▶ **Brief**:
The lines to reproduce run from the one containing "<point>285,23</point>" to the end of the listing. Reproduce them exactly, both ends included, and nothing else.

▶ **Entries supplied**:
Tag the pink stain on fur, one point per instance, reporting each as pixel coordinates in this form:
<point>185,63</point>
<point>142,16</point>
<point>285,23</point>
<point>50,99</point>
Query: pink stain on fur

▶ **Reply**:
<point>285,23</point>
<point>50,99</point>
Query: pink stain on fur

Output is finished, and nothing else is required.